• _PAGE TEXT_
——

February 16, 2014
Do you ever have a moment that you know in your mind you are sharing with a million people but deep in your heart, you feel it was really meant for you alone? A firework bursting can be seen by thousands but what if you, in that moment, were the only one who needed to?
That's how I feel about the recent snow.
It had been fifteen years since they've seen a similar weather pattern hit the Carolinas (so the newsman said...) and this time it was spreading from Georgia all the way north past New York. We sat at home on the first of three essential-staff-only snow days, watching the TV as one by one all the southern state governors declared a state of emergency. The flakes floating down outside were big, fat and beautiful, while the reporters on the screen were loud, sharp and terrified. We were told to prepare for power outages, to ration our food, get all of our blankets and please, dear God if anything, don't go out on the roads.
Like good little citizens, we obeyed, and spent most of those three days watching movies, reading books, working on house renovations, and admiring the snow outside as it piled higher and higher. By evening on day two, we still had not seen a single snowplow push down our street, but why should we when tomorrow's snow day was eagerly announced at ten o'clock in the morning and the news unceasingly displayed the whited-out highways that couldn't seem to be cleared?

——

• _DATA ENTRIES_
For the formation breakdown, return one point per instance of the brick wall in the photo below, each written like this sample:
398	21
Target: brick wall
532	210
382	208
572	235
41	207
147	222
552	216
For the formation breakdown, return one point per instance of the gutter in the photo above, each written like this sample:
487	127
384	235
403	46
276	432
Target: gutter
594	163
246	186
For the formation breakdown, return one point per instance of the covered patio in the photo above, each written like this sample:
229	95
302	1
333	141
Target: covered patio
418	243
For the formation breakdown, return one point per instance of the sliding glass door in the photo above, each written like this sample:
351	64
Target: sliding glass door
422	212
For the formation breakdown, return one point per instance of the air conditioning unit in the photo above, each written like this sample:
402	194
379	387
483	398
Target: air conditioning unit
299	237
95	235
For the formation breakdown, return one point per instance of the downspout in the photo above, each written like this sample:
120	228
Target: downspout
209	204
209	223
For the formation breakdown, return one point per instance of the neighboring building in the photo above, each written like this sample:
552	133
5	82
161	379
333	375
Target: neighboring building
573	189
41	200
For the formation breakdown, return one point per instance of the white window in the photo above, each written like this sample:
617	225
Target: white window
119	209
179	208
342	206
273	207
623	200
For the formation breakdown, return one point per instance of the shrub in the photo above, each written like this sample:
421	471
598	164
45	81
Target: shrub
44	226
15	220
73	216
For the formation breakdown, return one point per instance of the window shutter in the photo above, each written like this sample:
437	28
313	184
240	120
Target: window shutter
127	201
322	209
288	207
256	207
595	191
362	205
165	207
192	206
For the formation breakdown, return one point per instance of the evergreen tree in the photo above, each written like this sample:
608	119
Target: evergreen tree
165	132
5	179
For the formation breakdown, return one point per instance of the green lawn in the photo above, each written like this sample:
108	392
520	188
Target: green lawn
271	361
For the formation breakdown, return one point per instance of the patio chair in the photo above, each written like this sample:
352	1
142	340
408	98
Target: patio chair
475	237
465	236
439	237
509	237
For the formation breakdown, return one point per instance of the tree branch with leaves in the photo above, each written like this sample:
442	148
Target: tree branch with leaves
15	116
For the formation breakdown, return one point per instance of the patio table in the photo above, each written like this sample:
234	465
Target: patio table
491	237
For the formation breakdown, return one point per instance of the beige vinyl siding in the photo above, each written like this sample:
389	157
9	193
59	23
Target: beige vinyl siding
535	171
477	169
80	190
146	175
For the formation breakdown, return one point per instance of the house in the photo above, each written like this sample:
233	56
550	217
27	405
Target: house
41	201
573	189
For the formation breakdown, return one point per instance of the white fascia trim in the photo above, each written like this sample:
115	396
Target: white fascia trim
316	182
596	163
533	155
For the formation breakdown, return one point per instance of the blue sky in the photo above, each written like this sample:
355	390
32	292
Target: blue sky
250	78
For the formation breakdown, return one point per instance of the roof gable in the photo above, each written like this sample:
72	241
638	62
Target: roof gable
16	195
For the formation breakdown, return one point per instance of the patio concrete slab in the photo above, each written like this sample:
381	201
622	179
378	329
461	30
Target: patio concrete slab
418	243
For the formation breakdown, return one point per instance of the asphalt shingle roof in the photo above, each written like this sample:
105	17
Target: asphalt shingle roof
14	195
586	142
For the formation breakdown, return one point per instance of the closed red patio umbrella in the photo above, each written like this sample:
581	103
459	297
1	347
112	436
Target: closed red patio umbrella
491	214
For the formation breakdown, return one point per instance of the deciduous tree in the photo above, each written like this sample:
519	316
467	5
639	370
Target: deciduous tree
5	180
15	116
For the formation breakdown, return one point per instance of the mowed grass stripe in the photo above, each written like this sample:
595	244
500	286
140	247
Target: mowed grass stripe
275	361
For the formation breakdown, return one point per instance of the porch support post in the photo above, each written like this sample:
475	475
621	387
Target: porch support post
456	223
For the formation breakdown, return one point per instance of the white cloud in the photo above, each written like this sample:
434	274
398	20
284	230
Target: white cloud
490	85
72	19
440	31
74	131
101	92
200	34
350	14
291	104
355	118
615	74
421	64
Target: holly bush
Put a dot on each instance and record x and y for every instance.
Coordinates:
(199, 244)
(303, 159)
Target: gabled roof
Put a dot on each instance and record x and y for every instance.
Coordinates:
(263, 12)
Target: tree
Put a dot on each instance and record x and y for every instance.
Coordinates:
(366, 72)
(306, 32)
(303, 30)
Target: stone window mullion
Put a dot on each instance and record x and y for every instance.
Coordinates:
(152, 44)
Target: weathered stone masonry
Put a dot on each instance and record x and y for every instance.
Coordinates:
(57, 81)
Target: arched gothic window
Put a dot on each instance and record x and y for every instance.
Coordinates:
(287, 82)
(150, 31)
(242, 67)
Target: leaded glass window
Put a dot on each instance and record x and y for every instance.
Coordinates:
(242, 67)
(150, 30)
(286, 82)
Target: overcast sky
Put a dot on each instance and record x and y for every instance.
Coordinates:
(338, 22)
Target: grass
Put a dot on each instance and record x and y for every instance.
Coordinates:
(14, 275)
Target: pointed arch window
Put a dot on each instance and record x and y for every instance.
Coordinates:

——

• _OBJECTIVE 1_
Set down the stretch of the snow-day post from "February 16, 2014" through "who needed to?", word for word.
• _OBJECTIVE 2_
Shorten the paragraph of the snow-day post that begins "It had been fifteen years," keeping its main facts.
• _OBJECTIVE 3_
Write what comes next in the snow-day post, picking up after its final sentence.

• _REPLY 1_
February 16, 2014
Do you ever have a moment that you know in your mind you are sharing with a million people but deep in your heart, you feel it was really meant for you alone? A firework bursting can be seen by thousands but what if you, in that moment, were the only one who needed to?

• _REPLY 2_
According to the newsman, the Carolinas had not seen a weather pattern like this in fifteen years, and this one stretched from Georgia to past New York. On the first of three essential-staff-only snow days, we watched on TV as the southern governors declared states of emergency one by one. Big, beautiful flakes fell outside while alarmed reporters warned of power outages. They urged people to ration food, gather blankets and, above all, stay off the roads.

• _REPLY 3_
The National Guard they brought in had better things to attend to at the moment than our little neighborhood.
Little do they understand, I believe this all may have been for me.
Why? Because the Lord wanted to show me how quickly he can melt an ice-cold heart back to flesh.
Friday morning we woke up to a sunny, snowy wonderland, our two best friends with a four wheel drive jeep and not well heated home sleeping upstairs in our loft, also being awakened by a bright golden sun. We chatted over breakfast near a window, squinting at the rays demanding entrance through the blinds. Dan and I lamented over it being Valentine's day and how we would most likely be stuck inside again, but smiled when we found we were able to take the car out for a mid-day coffee run. And by the time evening came, a lovely date and our favorite restaurant calling our names, we drove down shining, wet, and absolutely clear roads, a smirking sunset fading in the distance. Saturday was again gloriously golden, and soon the only remnants of our state-of-emergency were the giant snow piles and a few snowman bottoms. It took over a week to prepare for yet only two days to destroy. Completely. The sun feeling betrayed by the way we doubted his rays.
Suddenly, the Carolinas were back, a fifteen year spell broken and erased so quickly it's hard to remember it ever happened at all. But we do remember the sun, warm and bold, prepared to deliver us from our outages and rations, and the great wave of hope that emerged when we saw the first sign of light.
My God works in wonderful, mysterious ways. My God can cover half of a country in a blanket of white and lift it off again faster than any snowplow, salt truck, and neighbor boy with a big shovel combined.
My God clears damages and restores to perfection. With immediacy. Who am I then to believe he cannot do the same with my heart? Who am I to say the sun is not bright enough to cast away all the demons I've kept hidden within? No matter how trapped I feel under the deep, heavy snow, no matter how icy the top layer becomes, he can break through. He will break through.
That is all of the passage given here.